= Beginning of Section =
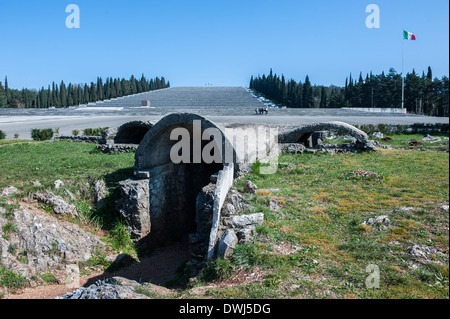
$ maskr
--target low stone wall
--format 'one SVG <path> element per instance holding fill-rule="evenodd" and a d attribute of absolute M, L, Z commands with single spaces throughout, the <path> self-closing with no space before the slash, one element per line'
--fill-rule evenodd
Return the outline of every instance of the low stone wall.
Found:
<path fill-rule="evenodd" d="M 138 144 L 98 144 L 97 149 L 105 154 L 130 153 L 135 152 Z"/>
<path fill-rule="evenodd" d="M 84 143 L 99 143 L 101 136 L 56 136 L 57 141 L 72 141 L 72 142 L 84 142 Z"/>
<path fill-rule="evenodd" d="M 209 235 L 209 244 L 207 259 L 211 260 L 214 256 L 214 250 L 217 244 L 218 236 L 217 231 L 219 229 L 220 212 L 222 210 L 223 203 L 230 191 L 234 182 L 234 165 L 233 163 L 225 165 L 217 176 L 216 189 L 214 192 L 214 206 L 213 206 L 213 220 L 211 226 L 211 232 Z"/>

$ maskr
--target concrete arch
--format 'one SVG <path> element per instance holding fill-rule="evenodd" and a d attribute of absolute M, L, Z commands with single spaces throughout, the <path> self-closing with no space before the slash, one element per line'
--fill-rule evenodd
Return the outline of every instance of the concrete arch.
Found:
<path fill-rule="evenodd" d="M 303 143 L 307 147 L 314 147 L 313 134 L 321 131 L 339 131 L 356 138 L 357 143 L 367 144 L 369 137 L 356 127 L 344 122 L 312 123 L 279 135 L 280 143 Z"/>
<path fill-rule="evenodd" d="M 203 116 L 191 113 L 174 113 L 158 121 L 152 129 L 142 139 L 135 155 L 135 170 L 148 170 L 152 167 L 159 166 L 162 163 L 170 161 L 170 150 L 176 141 L 170 140 L 170 133 L 176 128 L 186 128 L 191 137 L 194 122 L 200 124 L 200 132 L 203 133 L 208 129 L 215 129 L 221 135 L 221 145 L 217 145 L 220 157 L 223 163 L 237 163 L 236 170 L 241 163 L 238 154 L 226 130 L 220 125 L 204 118 Z M 204 141 L 207 144 L 209 141 Z M 203 146 L 203 145 L 202 145 Z"/>
<path fill-rule="evenodd" d="M 140 144 L 153 127 L 151 122 L 133 121 L 123 124 L 114 136 L 115 144 Z"/>
<path fill-rule="evenodd" d="M 206 163 L 203 158 L 196 162 L 191 151 L 190 161 L 174 163 L 170 154 L 179 141 L 172 140 L 171 133 L 180 128 L 189 132 L 191 145 L 199 142 L 203 149 L 205 144 L 215 143 L 216 149 L 221 150 L 223 162 Z M 215 138 L 196 141 L 198 135 L 195 134 L 202 135 L 208 129 L 214 129 L 221 138 L 217 142 Z M 134 167 L 136 178 L 148 179 L 145 183 L 148 185 L 150 229 L 144 238 L 146 244 L 158 246 L 188 240 L 188 236 L 197 231 L 197 195 L 210 184 L 213 175 L 224 169 L 227 162 L 222 150 L 225 148 L 235 155 L 224 129 L 195 114 L 170 114 L 148 131 L 136 151 Z"/>

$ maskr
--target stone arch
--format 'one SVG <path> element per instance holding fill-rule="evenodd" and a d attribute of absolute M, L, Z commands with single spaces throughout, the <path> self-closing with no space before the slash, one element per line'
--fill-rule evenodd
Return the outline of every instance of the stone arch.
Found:
<path fill-rule="evenodd" d="M 172 140 L 175 129 L 189 132 L 191 143 L 190 161 L 174 163 L 170 153 L 180 140 Z M 193 144 L 198 132 L 203 134 L 214 129 L 220 134 L 219 140 L 200 141 L 201 149 L 215 143 L 221 151 L 222 162 L 206 163 L 203 158 L 194 160 Z M 197 141 L 199 142 L 199 141 Z M 148 179 L 148 211 L 150 229 L 144 238 L 149 246 L 186 240 L 189 234 L 196 232 L 196 198 L 202 188 L 210 184 L 212 177 L 224 168 L 226 152 L 230 151 L 236 159 L 234 149 L 225 130 L 204 117 L 177 113 L 170 114 L 157 122 L 141 141 L 135 155 L 136 178 Z"/>
<path fill-rule="evenodd" d="M 114 136 L 115 144 L 140 144 L 144 136 L 153 127 L 150 122 L 133 121 L 123 124 Z"/>
<path fill-rule="evenodd" d="M 339 131 L 350 136 L 353 136 L 357 143 L 365 145 L 369 138 L 366 133 L 357 129 L 356 127 L 344 122 L 323 122 L 308 124 L 284 134 L 280 134 L 280 143 L 303 143 L 306 147 L 315 147 L 314 135 L 322 131 Z M 320 135 L 320 134 L 317 134 Z"/>

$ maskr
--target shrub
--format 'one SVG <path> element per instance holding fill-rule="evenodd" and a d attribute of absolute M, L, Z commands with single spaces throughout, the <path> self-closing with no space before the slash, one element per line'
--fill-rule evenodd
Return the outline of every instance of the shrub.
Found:
<path fill-rule="evenodd" d="M 73 136 L 78 136 L 78 135 L 80 135 L 80 131 L 79 130 L 73 130 L 72 131 L 72 135 Z"/>
<path fill-rule="evenodd" d="M 0 286 L 6 288 L 22 288 L 27 284 L 27 280 L 20 274 L 16 274 L 6 267 L 0 266 Z"/>
<path fill-rule="evenodd" d="M 99 128 L 86 128 L 83 130 L 84 136 L 102 136 L 102 133 L 106 131 L 108 127 L 99 127 Z"/>
<path fill-rule="evenodd" d="M 48 129 L 32 129 L 31 130 L 31 138 L 35 141 L 47 141 L 52 139 L 53 130 L 51 128 Z"/>
<path fill-rule="evenodd" d="M 233 266 L 228 259 L 218 258 L 207 264 L 201 272 L 200 278 L 204 281 L 222 281 L 230 278 L 233 272 Z"/>
<path fill-rule="evenodd" d="M 3 132 L 2 130 L 0 130 L 0 140 L 4 140 L 5 138 L 6 138 L 5 132 Z"/>

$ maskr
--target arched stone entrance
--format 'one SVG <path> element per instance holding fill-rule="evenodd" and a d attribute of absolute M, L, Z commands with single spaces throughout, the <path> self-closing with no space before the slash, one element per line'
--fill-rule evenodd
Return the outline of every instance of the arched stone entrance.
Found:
= End of Section =
Exercise brief:
An exact copy of the material is required, minus the pictures.

Response box:
$ maskr
--target low stone wall
--format 'one SVG <path> element per instance holding fill-rule="evenodd" and a d attribute of absolute M, L, Z commands with single spaces throughout, the <path> self-closing with no space before the slash, one element per line'
--fill-rule evenodd
Return the outline of every instance of the low stone wall.
Found:
<path fill-rule="evenodd" d="M 138 144 L 98 144 L 97 149 L 105 154 L 130 153 L 135 152 Z"/>
<path fill-rule="evenodd" d="M 84 143 L 99 143 L 101 136 L 56 136 L 57 141 L 72 141 L 72 142 L 84 142 Z"/>
<path fill-rule="evenodd" d="M 209 235 L 209 244 L 207 259 L 211 260 L 214 256 L 214 250 L 217 244 L 218 236 L 217 231 L 219 229 L 220 212 L 222 210 L 223 203 L 230 191 L 234 182 L 234 165 L 233 163 L 225 165 L 217 176 L 216 189 L 214 192 L 214 206 L 213 206 L 213 220 L 211 226 L 211 232 Z"/>

$ maskr
--target concrete arch
--format 'one SVG <path> element per instance holding fill-rule="evenodd" and a d attribute of absolute M, L, Z commands with single spaces throughout, the <path> self-closing with no space before the slash, one element per line'
--fill-rule evenodd
Return the outline of every instance of the concrete arch.
Found:
<path fill-rule="evenodd" d="M 303 143 L 307 147 L 314 147 L 313 134 L 321 131 L 339 131 L 356 138 L 357 143 L 367 144 L 369 137 L 356 127 L 344 122 L 312 123 L 279 135 L 280 143 Z"/>
<path fill-rule="evenodd" d="M 203 116 L 191 113 L 174 113 L 158 121 L 152 129 L 142 139 L 135 155 L 135 170 L 148 170 L 152 167 L 159 166 L 162 163 L 170 161 L 170 150 L 176 141 L 170 140 L 170 133 L 176 128 L 186 128 L 191 137 L 194 122 L 200 124 L 200 132 L 203 133 L 208 129 L 215 129 L 221 135 L 221 145 L 217 145 L 220 157 L 223 163 L 237 163 L 236 170 L 241 163 L 238 154 L 226 130 L 220 125 L 204 118 Z M 204 141 L 207 144 L 209 141 Z M 203 146 L 203 145 L 202 145 Z"/>
<path fill-rule="evenodd" d="M 140 144 L 153 127 L 151 122 L 133 121 L 123 124 L 114 136 L 115 144 Z"/>
<path fill-rule="evenodd" d="M 206 163 L 203 158 L 196 162 L 191 151 L 190 161 L 174 163 L 170 154 L 179 141 L 172 140 L 171 133 L 180 128 L 189 132 L 191 145 L 199 142 L 203 149 L 205 144 L 215 143 L 216 149 L 221 150 L 223 162 Z M 215 138 L 196 141 L 198 135 L 195 134 L 202 135 L 208 129 L 214 129 L 221 138 L 217 142 Z M 134 167 L 136 178 L 148 179 L 145 183 L 148 185 L 150 229 L 144 238 L 146 244 L 158 246 L 188 240 L 188 236 L 197 231 L 197 195 L 210 184 L 213 175 L 224 169 L 227 162 L 222 150 L 225 148 L 235 155 L 224 129 L 195 114 L 170 114 L 148 131 L 136 151 Z"/>

$ maskr
--target stone arch
--format 'one SVG <path> element per instance holding fill-rule="evenodd" and a d attribute of absolute M, L, Z commands with single spaces throughout, the <path> self-closing with no space before the slash, one element per line'
--fill-rule evenodd
Return the outline of every instance of the stone arch.
Found:
<path fill-rule="evenodd" d="M 172 140 L 175 129 L 189 132 L 191 143 L 190 161 L 174 163 L 170 153 L 180 140 Z M 193 144 L 198 132 L 203 134 L 214 129 L 220 134 L 219 140 L 200 141 L 201 149 L 215 143 L 221 151 L 222 162 L 206 163 L 203 158 L 194 160 Z M 197 141 L 199 142 L 199 141 Z M 148 179 L 148 211 L 150 229 L 144 238 L 149 246 L 186 240 L 189 234 L 196 232 L 196 198 L 202 188 L 210 184 L 212 177 L 224 168 L 226 152 L 230 151 L 236 159 L 234 149 L 225 130 L 204 117 L 177 113 L 170 114 L 157 122 L 141 141 L 135 155 L 136 178 Z"/>
<path fill-rule="evenodd" d="M 114 136 L 115 144 L 140 144 L 144 136 L 153 127 L 150 122 L 133 121 L 123 124 Z"/>
<path fill-rule="evenodd" d="M 339 131 L 350 136 L 353 136 L 357 143 L 365 145 L 369 138 L 366 133 L 357 129 L 356 127 L 344 122 L 323 122 L 308 124 L 284 134 L 280 134 L 280 143 L 303 143 L 306 147 L 315 147 L 314 135 L 322 131 Z M 320 135 L 320 134 L 317 134 Z"/>

$ maskr
--target shrub
--format 'one SVG <path> element per instance holding fill-rule="evenodd" and a d attribute of absolute M, L, Z commands with single spaces throughout, the <path> self-closing with no space before the slash, one element per line'
--fill-rule evenodd
Return the outline of every instance of the shrub.
Found:
<path fill-rule="evenodd" d="M 73 136 L 78 136 L 78 135 L 80 135 L 80 131 L 79 130 L 73 130 L 72 131 L 72 135 Z"/>
<path fill-rule="evenodd" d="M 0 286 L 6 288 L 22 288 L 27 284 L 27 280 L 20 274 L 16 274 L 6 267 L 0 266 Z"/>
<path fill-rule="evenodd" d="M 99 128 L 86 128 L 83 130 L 84 136 L 102 136 L 102 133 L 106 131 L 108 127 L 99 127 Z"/>
<path fill-rule="evenodd" d="M 48 129 L 32 129 L 31 130 L 31 138 L 35 141 L 47 141 L 52 139 L 53 130 L 51 128 Z"/>
<path fill-rule="evenodd" d="M 233 266 L 228 259 L 218 258 L 207 264 L 201 272 L 200 278 L 204 281 L 222 281 L 230 278 L 233 272 Z"/>
<path fill-rule="evenodd" d="M 3 132 L 2 130 L 0 130 L 0 140 L 4 140 L 5 138 L 6 138 L 5 132 Z"/>

$ maskr
--target arched stone entrance
--format 'one SVG <path> element per instance holding fill-rule="evenodd" and a d attribute of absolute M, L, Z commands with single spaces throughout, the <path> self-closing with no space before the slash, one element per line'
--fill-rule evenodd
Return the outline of every instance of the arched stone entrance.
Found:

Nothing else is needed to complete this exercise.